Task instructions: Copy the stretch from the line containing "query (the noun phrase to segment): <item>white" through the end of the entries, replacing "well-known text" with "WKT" and leaving everything else unchanged.

(Annotation records)
────────
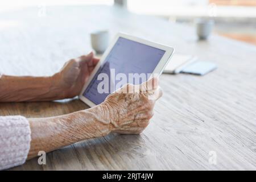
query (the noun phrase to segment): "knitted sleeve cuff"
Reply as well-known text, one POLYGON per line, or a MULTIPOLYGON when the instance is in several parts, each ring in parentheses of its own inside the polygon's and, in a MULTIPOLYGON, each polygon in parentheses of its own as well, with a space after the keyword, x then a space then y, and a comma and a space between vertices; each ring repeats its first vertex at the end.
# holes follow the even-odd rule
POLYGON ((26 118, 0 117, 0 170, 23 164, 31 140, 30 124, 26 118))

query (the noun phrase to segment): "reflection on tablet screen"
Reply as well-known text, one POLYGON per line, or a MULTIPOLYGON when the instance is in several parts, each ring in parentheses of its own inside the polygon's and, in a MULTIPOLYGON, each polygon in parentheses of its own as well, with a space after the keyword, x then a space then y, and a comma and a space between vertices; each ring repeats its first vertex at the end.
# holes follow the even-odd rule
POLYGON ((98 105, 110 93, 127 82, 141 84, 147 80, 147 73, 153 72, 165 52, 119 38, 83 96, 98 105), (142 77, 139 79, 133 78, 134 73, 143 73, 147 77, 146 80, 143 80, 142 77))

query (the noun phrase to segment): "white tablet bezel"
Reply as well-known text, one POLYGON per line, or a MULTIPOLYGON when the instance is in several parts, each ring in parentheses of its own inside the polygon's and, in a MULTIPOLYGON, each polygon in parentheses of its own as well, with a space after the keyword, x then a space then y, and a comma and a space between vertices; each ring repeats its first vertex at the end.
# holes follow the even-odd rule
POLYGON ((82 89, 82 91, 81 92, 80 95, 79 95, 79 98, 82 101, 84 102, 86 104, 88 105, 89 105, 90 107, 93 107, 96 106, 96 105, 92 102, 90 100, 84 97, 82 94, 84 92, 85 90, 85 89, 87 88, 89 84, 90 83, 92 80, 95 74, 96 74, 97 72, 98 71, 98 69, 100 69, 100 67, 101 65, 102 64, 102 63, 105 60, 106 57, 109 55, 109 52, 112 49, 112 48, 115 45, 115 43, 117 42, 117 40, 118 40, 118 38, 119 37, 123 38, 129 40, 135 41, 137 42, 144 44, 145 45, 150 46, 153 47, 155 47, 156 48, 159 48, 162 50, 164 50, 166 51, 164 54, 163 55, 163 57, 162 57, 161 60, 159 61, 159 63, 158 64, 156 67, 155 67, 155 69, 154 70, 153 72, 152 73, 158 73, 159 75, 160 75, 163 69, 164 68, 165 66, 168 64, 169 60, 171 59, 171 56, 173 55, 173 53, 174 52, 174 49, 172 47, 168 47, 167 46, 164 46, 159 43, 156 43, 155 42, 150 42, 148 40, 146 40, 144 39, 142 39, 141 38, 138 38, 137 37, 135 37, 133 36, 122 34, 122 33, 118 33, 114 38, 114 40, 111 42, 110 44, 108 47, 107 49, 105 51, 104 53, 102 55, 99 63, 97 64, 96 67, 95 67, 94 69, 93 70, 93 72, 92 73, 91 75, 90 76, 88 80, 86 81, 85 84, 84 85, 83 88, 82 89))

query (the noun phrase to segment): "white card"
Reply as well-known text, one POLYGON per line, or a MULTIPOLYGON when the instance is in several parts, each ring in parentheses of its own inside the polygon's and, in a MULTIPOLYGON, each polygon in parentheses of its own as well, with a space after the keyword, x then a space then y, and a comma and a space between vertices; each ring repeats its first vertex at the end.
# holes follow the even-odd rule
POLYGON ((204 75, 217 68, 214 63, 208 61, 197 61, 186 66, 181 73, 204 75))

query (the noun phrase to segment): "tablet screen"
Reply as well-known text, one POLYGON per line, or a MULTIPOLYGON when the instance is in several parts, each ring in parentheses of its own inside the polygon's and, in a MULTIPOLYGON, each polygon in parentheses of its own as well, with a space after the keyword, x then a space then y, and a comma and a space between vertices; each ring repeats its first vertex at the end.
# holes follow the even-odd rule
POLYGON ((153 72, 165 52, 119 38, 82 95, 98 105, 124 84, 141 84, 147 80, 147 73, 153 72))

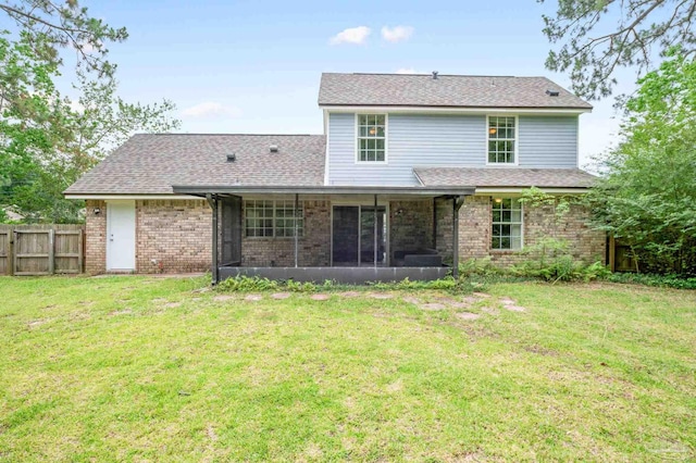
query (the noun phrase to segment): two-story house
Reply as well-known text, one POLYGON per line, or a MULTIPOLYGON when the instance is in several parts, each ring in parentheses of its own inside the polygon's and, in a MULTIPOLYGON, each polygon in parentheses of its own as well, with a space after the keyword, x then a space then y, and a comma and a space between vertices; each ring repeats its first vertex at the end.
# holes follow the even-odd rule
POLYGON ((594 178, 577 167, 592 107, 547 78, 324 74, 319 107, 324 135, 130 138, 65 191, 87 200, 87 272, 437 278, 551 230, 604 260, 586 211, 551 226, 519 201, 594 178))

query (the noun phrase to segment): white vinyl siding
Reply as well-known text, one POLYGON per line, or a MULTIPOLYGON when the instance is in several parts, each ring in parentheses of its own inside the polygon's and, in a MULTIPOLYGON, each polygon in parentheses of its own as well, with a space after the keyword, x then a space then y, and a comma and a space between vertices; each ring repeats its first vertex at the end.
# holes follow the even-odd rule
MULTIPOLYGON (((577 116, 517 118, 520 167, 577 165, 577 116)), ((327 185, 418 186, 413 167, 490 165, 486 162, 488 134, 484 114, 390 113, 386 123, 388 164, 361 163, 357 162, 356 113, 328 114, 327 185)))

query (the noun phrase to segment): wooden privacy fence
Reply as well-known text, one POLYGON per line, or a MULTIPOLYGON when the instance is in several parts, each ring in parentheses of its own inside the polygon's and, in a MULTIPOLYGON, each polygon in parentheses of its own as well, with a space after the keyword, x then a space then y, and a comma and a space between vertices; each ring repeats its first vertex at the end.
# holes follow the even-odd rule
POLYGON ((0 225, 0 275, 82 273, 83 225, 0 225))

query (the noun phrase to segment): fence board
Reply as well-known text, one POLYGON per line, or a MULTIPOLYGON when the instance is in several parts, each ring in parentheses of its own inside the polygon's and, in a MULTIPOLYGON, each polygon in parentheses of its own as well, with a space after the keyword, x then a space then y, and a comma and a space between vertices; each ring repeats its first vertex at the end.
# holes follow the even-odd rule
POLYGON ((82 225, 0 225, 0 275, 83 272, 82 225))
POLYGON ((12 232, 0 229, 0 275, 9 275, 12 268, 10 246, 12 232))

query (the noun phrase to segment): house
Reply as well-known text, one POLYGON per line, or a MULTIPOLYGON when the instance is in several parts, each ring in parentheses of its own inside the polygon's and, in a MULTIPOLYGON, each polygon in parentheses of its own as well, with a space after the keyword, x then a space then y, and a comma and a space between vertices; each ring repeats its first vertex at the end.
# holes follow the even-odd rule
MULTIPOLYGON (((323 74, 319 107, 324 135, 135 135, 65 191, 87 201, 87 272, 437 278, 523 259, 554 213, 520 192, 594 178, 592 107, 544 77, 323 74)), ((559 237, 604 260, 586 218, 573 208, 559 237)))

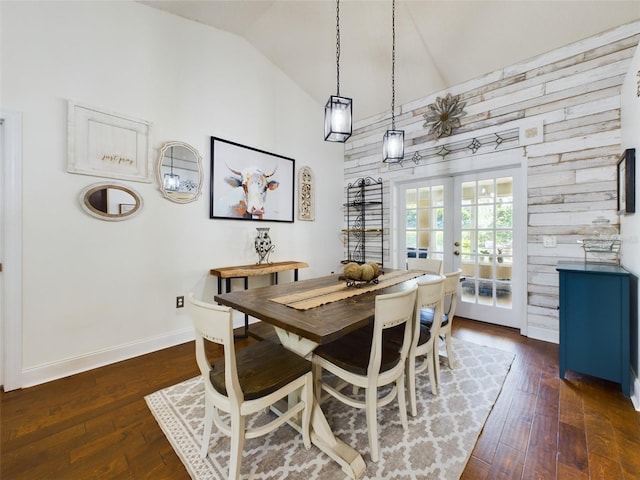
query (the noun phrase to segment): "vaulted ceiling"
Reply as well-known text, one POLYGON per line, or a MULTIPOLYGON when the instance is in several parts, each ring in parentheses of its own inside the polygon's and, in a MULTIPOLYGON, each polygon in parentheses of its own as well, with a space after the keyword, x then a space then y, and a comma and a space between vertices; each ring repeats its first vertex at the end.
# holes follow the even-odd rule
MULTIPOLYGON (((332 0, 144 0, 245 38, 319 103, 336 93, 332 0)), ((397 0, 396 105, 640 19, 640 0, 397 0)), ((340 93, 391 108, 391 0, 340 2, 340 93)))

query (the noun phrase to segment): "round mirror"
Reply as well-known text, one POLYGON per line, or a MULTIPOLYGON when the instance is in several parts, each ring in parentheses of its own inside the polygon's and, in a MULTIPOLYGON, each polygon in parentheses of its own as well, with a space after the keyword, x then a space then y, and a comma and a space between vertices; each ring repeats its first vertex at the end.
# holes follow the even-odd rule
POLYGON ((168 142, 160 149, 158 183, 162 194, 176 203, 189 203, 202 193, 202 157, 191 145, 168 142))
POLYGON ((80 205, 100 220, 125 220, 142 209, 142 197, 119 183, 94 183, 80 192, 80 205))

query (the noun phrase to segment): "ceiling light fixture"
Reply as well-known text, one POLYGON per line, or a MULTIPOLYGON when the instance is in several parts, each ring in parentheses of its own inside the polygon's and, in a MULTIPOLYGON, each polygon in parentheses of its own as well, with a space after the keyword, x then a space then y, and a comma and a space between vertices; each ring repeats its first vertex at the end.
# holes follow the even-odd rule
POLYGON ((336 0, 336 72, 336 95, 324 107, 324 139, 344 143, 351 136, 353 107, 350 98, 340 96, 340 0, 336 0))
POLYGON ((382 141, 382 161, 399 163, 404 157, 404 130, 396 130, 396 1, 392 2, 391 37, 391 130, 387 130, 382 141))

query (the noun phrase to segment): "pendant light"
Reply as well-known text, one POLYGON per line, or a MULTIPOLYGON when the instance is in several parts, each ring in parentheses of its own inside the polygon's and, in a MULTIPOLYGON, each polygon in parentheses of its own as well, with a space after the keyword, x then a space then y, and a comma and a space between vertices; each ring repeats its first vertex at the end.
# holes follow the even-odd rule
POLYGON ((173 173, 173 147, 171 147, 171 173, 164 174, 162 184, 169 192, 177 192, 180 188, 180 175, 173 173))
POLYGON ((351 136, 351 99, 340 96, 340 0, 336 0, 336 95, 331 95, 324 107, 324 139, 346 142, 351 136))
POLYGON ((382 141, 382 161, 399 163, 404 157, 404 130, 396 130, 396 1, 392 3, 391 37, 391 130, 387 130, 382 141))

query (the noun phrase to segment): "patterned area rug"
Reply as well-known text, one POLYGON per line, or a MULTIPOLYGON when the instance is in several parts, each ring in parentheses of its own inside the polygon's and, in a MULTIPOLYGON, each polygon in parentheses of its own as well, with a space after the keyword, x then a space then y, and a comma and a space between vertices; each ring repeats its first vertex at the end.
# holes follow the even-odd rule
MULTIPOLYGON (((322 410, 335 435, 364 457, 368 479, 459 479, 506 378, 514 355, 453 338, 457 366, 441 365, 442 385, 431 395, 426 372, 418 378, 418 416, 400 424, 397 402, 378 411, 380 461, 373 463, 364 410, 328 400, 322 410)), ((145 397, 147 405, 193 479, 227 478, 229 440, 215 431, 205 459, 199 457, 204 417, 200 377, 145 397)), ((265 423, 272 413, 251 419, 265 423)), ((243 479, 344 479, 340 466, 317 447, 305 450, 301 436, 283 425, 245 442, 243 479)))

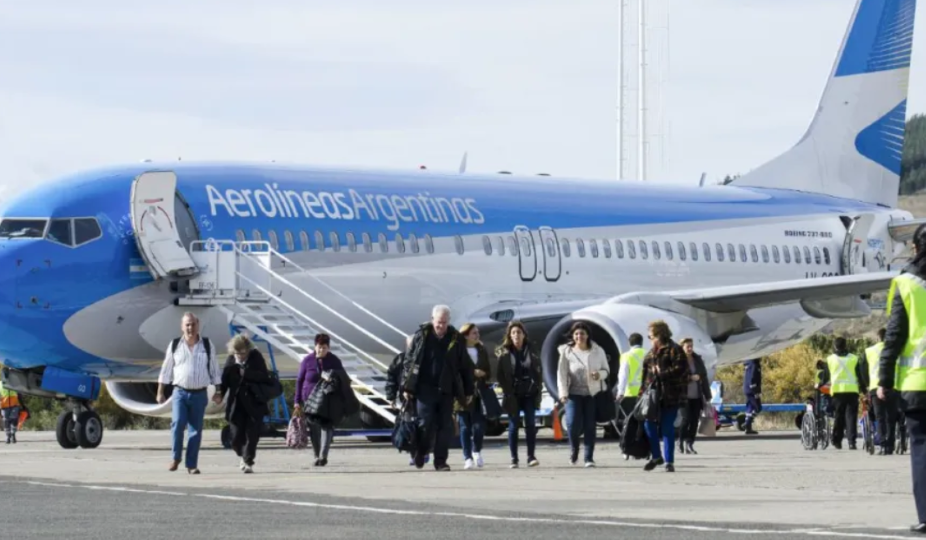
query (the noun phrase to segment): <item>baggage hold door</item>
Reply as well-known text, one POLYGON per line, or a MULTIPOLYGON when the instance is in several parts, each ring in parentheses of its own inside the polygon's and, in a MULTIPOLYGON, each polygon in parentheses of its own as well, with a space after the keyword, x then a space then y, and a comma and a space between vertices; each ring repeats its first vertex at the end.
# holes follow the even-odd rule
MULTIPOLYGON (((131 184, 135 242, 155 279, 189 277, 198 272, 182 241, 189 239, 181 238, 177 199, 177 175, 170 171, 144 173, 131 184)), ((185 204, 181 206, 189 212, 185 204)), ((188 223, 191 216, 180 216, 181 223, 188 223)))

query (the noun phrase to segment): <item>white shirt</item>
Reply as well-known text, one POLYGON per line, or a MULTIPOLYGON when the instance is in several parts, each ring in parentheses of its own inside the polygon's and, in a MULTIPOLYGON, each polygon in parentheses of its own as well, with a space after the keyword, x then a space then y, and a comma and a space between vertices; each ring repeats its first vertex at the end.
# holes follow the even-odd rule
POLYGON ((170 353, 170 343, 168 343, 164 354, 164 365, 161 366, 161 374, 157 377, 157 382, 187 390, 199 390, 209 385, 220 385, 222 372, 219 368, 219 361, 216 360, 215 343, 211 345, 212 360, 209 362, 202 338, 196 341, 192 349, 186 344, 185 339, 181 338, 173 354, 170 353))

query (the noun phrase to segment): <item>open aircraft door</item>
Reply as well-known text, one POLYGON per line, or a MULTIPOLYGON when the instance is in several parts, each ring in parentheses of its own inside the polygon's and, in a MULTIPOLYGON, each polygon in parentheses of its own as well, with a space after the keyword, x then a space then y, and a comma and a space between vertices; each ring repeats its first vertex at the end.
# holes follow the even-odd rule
────────
Answer to this problem:
query (the noun phrase to segment): <item>white shirt</item>
Reply as WKT, one POLYGON per line, or a MULTIPOLYGON when the instance is in several parts, each ring in parentheses of its own inside the polygon's and, in a MULTIPOLYGON, each polygon in parentheses of its own as well, with a space after the keyword, x then a space then y, and a comma and a space between vertices; each ring repeats its first vertex at the end.
# holes follow the even-odd rule
POLYGON ((170 353, 170 343, 168 343, 164 354, 164 365, 161 366, 161 374, 157 377, 157 382, 187 390, 199 390, 209 385, 220 385, 222 372, 219 368, 219 361, 216 360, 215 343, 211 345, 212 360, 209 362, 202 338, 196 341, 192 349, 186 344, 185 339, 181 338, 173 354, 170 353))

query (the noun phrase to segment): <item>open aircraft door</item>
Reply as WKT, one POLYGON per line, or a MULTIPOLYGON when the instance is in several parts, each ring in parentheses of its own inside the polygon's and, in a MULTIPOLYGON, each polygon in parentheses of its own as well, with a space after the keyword, x then a space then y, and a comma and a space between vertices; each ring repeats its first vertex at the end.
# holes follow the even-odd rule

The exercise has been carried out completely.